▸ **SET TASK**
Count the lines in the items below that contain the string "house", with uppercase and lowercase letters treated as different, and give only the number.

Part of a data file
▶
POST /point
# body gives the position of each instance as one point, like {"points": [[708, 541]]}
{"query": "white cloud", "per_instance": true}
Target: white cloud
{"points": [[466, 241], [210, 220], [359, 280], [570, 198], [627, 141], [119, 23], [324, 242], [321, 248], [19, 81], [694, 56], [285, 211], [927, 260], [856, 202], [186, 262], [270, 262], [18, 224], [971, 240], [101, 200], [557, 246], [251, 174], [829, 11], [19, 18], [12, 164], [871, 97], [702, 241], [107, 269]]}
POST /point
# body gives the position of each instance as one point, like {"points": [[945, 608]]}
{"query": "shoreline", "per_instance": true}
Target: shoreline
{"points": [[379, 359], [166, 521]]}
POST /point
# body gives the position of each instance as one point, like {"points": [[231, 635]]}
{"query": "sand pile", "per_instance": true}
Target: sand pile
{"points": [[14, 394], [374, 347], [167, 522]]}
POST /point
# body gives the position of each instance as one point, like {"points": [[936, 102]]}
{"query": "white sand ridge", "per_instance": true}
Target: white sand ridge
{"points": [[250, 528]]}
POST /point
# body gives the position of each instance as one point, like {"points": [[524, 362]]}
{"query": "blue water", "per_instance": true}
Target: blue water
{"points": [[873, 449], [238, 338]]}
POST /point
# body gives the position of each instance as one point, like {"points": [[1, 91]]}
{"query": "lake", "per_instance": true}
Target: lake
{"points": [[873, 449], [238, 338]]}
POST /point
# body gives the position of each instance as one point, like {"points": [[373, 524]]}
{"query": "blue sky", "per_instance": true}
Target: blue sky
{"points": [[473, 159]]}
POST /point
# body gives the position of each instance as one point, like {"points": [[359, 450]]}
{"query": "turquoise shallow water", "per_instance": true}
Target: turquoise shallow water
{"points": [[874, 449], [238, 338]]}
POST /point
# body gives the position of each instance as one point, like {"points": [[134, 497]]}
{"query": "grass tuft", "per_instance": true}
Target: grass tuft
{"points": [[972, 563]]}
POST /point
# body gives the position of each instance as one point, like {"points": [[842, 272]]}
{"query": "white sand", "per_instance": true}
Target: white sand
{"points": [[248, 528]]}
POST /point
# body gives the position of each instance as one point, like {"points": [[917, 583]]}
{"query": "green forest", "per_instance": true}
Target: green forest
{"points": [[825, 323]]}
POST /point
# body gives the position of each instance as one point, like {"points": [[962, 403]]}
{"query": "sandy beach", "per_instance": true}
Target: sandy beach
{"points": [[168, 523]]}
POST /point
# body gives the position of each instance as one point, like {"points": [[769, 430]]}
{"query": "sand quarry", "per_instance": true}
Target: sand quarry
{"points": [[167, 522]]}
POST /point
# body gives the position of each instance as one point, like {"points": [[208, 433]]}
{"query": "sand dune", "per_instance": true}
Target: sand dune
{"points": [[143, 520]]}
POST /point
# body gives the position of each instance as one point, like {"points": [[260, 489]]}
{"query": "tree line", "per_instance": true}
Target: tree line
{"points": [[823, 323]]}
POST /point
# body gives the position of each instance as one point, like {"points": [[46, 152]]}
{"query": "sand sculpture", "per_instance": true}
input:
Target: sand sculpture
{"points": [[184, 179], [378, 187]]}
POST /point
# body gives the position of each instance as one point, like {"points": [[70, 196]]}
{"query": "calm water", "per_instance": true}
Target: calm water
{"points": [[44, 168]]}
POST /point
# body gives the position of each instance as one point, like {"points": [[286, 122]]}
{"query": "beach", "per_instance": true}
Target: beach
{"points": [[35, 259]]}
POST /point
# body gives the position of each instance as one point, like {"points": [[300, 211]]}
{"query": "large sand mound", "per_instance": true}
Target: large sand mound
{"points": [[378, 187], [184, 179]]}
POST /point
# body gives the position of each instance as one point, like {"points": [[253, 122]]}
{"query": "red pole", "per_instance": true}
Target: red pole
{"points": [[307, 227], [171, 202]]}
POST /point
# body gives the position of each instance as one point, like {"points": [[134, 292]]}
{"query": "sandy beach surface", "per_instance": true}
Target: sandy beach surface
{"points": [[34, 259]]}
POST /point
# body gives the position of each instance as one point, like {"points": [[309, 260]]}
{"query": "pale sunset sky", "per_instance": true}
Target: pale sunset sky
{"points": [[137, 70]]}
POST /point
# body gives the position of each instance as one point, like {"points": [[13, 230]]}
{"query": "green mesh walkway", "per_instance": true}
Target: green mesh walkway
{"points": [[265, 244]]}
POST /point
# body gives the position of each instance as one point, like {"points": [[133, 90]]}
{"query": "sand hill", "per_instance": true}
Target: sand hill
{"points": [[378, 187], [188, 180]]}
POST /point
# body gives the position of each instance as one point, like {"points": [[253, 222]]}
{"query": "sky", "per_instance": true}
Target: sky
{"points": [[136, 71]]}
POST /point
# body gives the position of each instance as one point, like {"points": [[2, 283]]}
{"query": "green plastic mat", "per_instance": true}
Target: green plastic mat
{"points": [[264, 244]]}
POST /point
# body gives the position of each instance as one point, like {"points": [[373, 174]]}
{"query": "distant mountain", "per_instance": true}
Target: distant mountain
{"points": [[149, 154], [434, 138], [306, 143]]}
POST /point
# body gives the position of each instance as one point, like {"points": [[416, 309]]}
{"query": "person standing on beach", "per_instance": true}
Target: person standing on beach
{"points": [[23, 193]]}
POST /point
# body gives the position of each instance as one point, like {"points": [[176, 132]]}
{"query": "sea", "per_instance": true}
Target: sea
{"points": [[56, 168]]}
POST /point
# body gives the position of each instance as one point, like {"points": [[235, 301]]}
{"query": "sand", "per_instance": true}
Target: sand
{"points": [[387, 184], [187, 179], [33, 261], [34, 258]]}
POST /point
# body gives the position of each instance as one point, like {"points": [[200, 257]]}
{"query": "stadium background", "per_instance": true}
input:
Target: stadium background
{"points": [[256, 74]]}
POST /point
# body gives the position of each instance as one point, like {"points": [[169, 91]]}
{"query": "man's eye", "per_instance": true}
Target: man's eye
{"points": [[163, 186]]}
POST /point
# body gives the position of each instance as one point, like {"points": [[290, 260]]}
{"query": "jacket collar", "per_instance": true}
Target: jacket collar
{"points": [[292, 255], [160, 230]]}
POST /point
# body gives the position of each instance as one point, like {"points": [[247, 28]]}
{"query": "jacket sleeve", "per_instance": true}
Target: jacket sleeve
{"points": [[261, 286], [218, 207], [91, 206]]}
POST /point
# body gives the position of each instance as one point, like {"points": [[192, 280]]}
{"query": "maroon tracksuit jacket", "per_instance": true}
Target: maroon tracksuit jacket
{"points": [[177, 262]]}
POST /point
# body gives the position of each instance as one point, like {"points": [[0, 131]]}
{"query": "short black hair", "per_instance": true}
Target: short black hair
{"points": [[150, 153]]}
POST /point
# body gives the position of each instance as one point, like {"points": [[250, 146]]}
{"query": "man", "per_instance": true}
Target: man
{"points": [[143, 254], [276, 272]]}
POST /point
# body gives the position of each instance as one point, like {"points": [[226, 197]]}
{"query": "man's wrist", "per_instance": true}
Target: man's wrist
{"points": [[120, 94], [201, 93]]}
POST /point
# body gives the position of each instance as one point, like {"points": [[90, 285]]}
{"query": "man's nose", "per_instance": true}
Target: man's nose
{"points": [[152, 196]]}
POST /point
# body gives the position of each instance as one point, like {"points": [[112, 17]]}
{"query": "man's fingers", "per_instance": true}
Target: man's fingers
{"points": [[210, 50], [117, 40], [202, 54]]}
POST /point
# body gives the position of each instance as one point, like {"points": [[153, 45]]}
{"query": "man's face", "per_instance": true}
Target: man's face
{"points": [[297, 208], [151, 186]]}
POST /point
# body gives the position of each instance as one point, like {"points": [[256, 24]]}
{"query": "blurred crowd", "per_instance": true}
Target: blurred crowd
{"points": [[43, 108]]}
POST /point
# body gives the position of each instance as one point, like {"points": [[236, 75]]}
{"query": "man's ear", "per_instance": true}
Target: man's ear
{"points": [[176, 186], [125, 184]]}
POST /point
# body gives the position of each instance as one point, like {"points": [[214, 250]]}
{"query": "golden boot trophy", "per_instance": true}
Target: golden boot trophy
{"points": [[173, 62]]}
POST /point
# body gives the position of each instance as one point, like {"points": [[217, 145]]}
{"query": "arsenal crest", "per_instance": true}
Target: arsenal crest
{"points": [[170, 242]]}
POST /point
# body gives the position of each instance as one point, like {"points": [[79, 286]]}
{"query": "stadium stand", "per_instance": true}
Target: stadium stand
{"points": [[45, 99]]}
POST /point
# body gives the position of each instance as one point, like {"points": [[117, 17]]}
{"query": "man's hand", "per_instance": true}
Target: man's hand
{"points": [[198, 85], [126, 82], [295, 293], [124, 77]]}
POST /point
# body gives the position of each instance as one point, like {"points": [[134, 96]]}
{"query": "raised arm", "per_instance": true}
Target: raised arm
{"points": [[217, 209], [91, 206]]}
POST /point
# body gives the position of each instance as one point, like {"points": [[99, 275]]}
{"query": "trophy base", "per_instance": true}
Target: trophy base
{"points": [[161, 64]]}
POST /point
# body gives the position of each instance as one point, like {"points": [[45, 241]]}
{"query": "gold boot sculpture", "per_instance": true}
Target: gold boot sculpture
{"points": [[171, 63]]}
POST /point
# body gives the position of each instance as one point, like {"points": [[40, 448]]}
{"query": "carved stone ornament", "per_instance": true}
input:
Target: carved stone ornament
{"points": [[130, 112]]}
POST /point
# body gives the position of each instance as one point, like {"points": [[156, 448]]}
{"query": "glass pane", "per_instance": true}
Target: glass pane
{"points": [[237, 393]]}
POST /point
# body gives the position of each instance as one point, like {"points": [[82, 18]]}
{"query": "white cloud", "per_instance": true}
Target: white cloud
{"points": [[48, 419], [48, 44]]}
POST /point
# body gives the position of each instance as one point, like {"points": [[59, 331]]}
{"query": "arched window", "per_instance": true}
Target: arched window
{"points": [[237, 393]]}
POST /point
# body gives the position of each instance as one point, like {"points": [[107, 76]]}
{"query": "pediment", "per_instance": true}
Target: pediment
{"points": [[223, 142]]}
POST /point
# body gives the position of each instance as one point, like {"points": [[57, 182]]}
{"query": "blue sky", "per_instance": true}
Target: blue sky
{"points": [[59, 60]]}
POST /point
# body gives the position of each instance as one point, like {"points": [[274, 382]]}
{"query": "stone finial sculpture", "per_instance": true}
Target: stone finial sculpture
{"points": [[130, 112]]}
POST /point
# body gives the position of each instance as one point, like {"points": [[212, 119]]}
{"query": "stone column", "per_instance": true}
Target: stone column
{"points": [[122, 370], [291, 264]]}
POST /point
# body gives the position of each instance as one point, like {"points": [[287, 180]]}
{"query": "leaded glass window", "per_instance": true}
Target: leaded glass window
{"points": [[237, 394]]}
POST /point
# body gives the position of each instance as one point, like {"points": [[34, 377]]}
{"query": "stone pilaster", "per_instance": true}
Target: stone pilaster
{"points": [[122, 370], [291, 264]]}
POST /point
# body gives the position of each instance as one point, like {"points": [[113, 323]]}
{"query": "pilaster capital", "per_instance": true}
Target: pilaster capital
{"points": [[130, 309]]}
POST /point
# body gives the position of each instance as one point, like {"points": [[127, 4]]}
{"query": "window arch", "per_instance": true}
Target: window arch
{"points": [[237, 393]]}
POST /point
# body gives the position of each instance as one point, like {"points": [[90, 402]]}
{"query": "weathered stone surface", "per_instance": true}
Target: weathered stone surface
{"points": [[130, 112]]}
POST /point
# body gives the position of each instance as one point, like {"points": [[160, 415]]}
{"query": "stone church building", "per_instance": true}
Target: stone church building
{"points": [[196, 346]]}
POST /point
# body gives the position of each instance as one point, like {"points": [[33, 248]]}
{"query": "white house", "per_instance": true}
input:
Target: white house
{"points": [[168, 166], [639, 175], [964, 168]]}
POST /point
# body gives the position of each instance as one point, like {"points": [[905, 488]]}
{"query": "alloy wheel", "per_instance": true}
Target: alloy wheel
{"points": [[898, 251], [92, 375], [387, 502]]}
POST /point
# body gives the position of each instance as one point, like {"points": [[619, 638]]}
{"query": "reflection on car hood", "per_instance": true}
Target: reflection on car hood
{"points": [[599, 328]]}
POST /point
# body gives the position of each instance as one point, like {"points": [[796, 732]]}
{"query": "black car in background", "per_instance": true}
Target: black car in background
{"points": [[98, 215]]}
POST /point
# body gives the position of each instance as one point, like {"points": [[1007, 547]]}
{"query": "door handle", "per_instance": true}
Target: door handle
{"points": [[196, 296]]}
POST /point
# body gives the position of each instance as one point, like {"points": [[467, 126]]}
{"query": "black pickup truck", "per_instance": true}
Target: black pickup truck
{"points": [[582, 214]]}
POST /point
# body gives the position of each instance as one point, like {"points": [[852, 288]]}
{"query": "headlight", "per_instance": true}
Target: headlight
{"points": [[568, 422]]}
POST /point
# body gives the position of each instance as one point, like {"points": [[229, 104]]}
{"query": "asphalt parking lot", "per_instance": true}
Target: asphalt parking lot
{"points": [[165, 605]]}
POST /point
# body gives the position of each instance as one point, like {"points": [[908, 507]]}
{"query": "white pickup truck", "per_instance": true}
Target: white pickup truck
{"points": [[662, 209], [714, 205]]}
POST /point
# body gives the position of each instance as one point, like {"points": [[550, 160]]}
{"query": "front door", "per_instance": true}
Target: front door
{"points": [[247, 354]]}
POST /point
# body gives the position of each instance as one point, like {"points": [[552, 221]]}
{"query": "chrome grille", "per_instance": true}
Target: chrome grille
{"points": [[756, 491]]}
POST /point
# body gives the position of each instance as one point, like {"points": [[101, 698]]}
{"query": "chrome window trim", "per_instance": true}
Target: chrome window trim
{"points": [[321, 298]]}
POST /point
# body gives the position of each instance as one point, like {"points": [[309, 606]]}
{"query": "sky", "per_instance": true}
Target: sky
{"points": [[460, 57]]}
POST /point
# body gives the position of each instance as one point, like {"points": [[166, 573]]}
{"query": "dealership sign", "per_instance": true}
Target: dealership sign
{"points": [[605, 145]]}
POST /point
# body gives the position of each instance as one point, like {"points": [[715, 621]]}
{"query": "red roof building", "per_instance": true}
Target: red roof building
◀
▸ **EXERCISE RESULT**
2